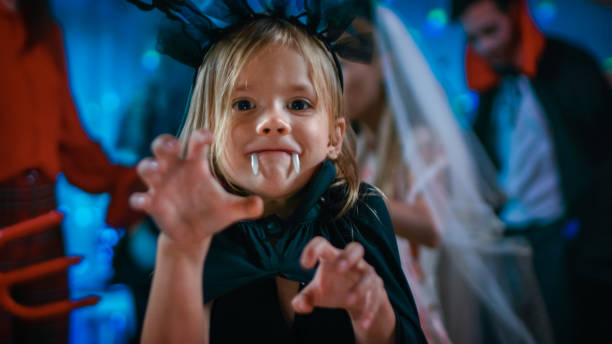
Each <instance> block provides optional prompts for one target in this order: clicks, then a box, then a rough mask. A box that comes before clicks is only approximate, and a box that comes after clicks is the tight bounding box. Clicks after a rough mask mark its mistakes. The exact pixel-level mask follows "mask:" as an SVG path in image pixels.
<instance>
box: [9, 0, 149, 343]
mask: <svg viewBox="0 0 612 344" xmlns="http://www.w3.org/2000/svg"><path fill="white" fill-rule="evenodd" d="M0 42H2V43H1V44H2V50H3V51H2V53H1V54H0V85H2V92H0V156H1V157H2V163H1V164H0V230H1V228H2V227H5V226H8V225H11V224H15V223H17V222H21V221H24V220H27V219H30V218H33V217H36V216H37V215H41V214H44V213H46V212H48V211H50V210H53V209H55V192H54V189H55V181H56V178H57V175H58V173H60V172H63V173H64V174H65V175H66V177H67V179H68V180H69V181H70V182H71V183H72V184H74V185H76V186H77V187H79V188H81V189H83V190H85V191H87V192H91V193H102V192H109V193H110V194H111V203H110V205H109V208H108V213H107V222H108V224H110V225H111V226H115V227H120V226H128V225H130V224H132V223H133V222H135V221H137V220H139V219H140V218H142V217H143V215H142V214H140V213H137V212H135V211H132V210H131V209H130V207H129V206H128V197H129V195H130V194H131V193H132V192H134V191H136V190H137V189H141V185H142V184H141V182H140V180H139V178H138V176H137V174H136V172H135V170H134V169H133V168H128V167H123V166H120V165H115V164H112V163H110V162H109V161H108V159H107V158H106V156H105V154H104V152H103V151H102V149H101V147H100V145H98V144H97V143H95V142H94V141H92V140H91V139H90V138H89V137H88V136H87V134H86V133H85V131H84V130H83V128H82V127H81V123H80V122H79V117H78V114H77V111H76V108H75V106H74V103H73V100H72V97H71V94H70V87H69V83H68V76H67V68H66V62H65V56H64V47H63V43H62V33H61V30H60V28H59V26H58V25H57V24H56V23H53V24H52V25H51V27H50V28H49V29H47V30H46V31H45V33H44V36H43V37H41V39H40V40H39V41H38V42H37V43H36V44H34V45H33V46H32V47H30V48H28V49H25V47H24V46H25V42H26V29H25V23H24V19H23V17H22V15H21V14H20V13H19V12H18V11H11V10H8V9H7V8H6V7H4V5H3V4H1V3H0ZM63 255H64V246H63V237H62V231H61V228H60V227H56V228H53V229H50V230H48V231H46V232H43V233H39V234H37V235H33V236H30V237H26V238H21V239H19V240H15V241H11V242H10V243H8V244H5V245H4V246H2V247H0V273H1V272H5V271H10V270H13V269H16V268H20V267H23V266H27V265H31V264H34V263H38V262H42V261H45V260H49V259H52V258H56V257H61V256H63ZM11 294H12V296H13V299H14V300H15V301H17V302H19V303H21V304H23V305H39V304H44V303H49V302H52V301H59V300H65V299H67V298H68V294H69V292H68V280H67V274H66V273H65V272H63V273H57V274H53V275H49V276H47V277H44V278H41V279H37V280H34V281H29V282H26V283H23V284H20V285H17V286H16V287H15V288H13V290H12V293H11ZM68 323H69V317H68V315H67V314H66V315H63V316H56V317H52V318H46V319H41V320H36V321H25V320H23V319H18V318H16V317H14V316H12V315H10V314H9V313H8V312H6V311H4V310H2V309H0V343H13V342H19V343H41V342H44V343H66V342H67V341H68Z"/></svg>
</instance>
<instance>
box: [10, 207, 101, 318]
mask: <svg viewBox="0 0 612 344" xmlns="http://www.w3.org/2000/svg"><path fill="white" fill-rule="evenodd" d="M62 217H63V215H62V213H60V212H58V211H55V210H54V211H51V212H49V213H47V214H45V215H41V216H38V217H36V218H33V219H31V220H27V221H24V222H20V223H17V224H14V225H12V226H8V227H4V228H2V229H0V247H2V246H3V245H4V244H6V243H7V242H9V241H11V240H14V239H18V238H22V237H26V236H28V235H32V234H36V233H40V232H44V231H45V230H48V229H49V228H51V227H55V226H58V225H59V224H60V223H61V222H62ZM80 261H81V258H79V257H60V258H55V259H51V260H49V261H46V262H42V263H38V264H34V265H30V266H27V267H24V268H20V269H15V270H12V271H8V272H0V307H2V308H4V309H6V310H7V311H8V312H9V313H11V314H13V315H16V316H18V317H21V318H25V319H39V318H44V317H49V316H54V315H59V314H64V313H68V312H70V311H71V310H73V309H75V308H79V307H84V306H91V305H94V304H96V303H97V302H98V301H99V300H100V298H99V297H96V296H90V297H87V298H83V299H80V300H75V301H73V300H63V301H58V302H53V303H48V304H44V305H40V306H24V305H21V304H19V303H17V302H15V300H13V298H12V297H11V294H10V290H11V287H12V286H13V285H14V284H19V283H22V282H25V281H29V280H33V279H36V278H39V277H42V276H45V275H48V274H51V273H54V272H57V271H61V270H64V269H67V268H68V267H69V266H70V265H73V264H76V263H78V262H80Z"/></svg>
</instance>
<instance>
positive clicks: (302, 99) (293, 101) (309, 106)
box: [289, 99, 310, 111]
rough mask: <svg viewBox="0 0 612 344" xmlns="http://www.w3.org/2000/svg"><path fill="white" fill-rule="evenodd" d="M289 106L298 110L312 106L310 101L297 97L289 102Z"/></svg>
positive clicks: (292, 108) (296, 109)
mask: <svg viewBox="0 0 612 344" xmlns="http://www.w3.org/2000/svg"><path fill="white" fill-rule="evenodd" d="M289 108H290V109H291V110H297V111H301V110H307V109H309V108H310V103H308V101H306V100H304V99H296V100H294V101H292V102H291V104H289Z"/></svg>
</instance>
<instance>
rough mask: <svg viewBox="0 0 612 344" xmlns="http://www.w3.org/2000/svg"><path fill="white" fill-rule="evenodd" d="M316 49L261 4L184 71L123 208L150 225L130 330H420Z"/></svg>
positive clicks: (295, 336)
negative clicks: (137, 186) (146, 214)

EXERCISE DESCRIPTION :: All the data above is to be transcribed exactly, with no pictures included.

COMPLETED EXERCISE ::
Each <instance> block provides optional prompts for one target in this order: clicks, then a box, then a rough mask. A box that comes before clicks is only approximate, and a box that comes after clicks is the tight bounding box. Clicks after a rough mask mark its mistakes. The exact pixel-level mask follows "mask:" as an SVG path in image pixels.
<instance>
box: [9, 0, 149, 343]
mask: <svg viewBox="0 0 612 344" xmlns="http://www.w3.org/2000/svg"><path fill="white" fill-rule="evenodd" d="M0 42H2V43H1V44H2V50H3V51H2V53H1V54H0V85H2V92H0V156H1V157H2V163H1V164H0V230H1V228H2V227H5V226H8V225H11V224H15V223H17V222H21V221H24V220H27V219H30V218H33V217H36V216H37V215H41V214H44V213H46V212H48V211H50V210H53V209H55V192H54V189H55V181H56V178H57V175H58V173H60V172H63V173H64V174H65V175H66V177H67V179H68V180H69V181H70V182H71V183H72V184H74V185H76V186H77V187H79V188H81V189H83V190H85V191H87V192H91V193H102V192H109V193H110V194H111V203H110V205H109V208H108V213H107V222H108V224H110V225H111V226H115V227H120V226H128V225H130V224H132V223H133V222H135V221H137V220H139V219H140V218H142V217H143V215H142V214H140V213H137V212H135V211H132V210H131V209H130V207H129V206H128V197H129V195H130V194H131V193H132V192H134V191H136V190H137V189H141V185H142V184H141V182H140V180H139V178H138V176H137V174H136V172H135V170H134V169H133V168H128V167H123V166H120V165H115V164H112V163H110V162H109V161H108V159H107V158H106V156H105V154H104V152H103V151H102V149H101V147H100V145H98V144H97V143H95V142H94V141H92V140H91V139H90V138H89V137H88V136H87V134H86V133H85V131H84V130H83V128H82V127H81V123H80V122H79V117H78V114H77V111H76V108H75V106H74V103H73V100H72V97H71V94H70V87H69V83H68V76H67V68H66V62H65V56H64V47H63V43H62V33H61V30H60V28H59V26H58V25H57V24H56V23H53V24H52V25H51V27H50V28H49V29H47V30H46V31H45V33H44V36H43V37H41V39H40V40H39V41H38V42H37V43H36V44H34V45H33V46H32V47H30V48H28V49H25V47H24V46H25V42H26V29H25V23H24V19H23V17H22V15H21V14H20V13H19V12H18V11H11V10H8V9H7V8H6V7H4V5H3V4H1V3H0ZM63 255H64V246H63V237H62V231H61V228H60V227H56V228H53V229H50V230H48V231H46V232H43V233H39V234H37V235H33V236H30V237H26V238H21V239H19V240H15V241H11V242H10V243H8V244H5V245H4V246H2V247H0V273H1V272H5V271H10V270H13V269H16V268H20V267H23V266H27V265H31V264H34V263H38V262H42V261H45V260H49V259H52V258H56V257H61V256H63ZM11 294H12V296H13V299H14V300H15V301H17V302H19V303H21V304H23V305H39V304H44V303H49V302H52V301H59V300H65V299H67V298H68V294H69V292H68V280H67V274H66V273H65V272H63V273H57V274H53V275H49V276H47V277H44V278H41V279H37V280H34V281H29V282H26V283H23V284H20V285H17V286H16V287H15V288H13V290H12V293H11ZM68 323H69V317H68V315H67V314H66V315H63V316H56V317H52V318H46V319H41V320H36V321H25V320H23V319H18V318H16V317H14V316H12V315H10V314H9V313H8V312H6V311H4V310H2V309H0V343H13V342H19V343H41V342H44V343H66V342H67V341H68Z"/></svg>
</instance>
<instance>
box: [10, 207, 101, 318]
mask: <svg viewBox="0 0 612 344" xmlns="http://www.w3.org/2000/svg"><path fill="white" fill-rule="evenodd" d="M62 217H63V215H62V213H60V212H58V211H55V210H54V211H51V212H49V213H47V214H45V215H41V216H38V217H36V218H33V219H31V220H27V221H24V222H20V223H17V224H14V225H12V226H8V227H4V228H2V229H0V247H2V246H3V245H4V244H6V243H7V242H9V241H11V240H14V239H18V238H22V237H26V236H28V235H32V234H36V233H40V232H44V231H45V230H48V229H49V228H51V227H55V226H58V225H59V224H60V223H61V222H62ZM80 261H81V258H79V257H60V258H55V259H51V260H49V261H46V262H42V263H38V264H34V265H30V266H27V267H24V268H20V269H15V270H12V271H8V272H0V307H2V308H4V309H6V310H7V311H8V312H9V313H11V314H13V315H16V316H18V317H21V318H25V319H39V318H44V317H49V316H54V315H59V314H64V313H68V312H70V311H71V310H73V309H75V308H79V307H84V306H91V305H94V304H96V303H97V302H98V301H99V300H100V298H99V297H96V296H90V297H87V298H83V299H80V300H75V301H73V300H63V301H58V302H53V303H48V304H44V305H40V306H24V305H21V304H19V303H17V302H15V300H13V298H12V297H11V294H10V290H11V287H12V286H13V285H14V284H19V283H22V282H25V281H29V280H33V279H36V278H39V277H42V276H45V275H48V274H51V273H54V272H57V271H61V270H64V269H67V268H68V267H69V266H70V265H73V264H76V263H78V262H80Z"/></svg>
</instance>
<instance>
positive clicks: (302, 99) (293, 101) (309, 106)
box: [289, 99, 310, 111]
rough mask: <svg viewBox="0 0 612 344" xmlns="http://www.w3.org/2000/svg"><path fill="white" fill-rule="evenodd" d="M289 106L298 110L312 106L310 101L297 97L289 102Z"/></svg>
positive clicks: (292, 108) (296, 109)
mask: <svg viewBox="0 0 612 344" xmlns="http://www.w3.org/2000/svg"><path fill="white" fill-rule="evenodd" d="M289 108H290V109H291V110H297V111H301V110H307V109H309V108H310V103H308V101H306V100H304V99H296V100H294V101H292V102H291V104H289Z"/></svg>
</instance>
<instance>
rough mask: <svg viewBox="0 0 612 344" xmlns="http://www.w3.org/2000/svg"><path fill="white" fill-rule="evenodd" d="M316 49L261 4L184 71L123 208L150 225L130 330H420Z"/></svg>
positive clicks: (295, 336)
negative clicks: (137, 186) (146, 214)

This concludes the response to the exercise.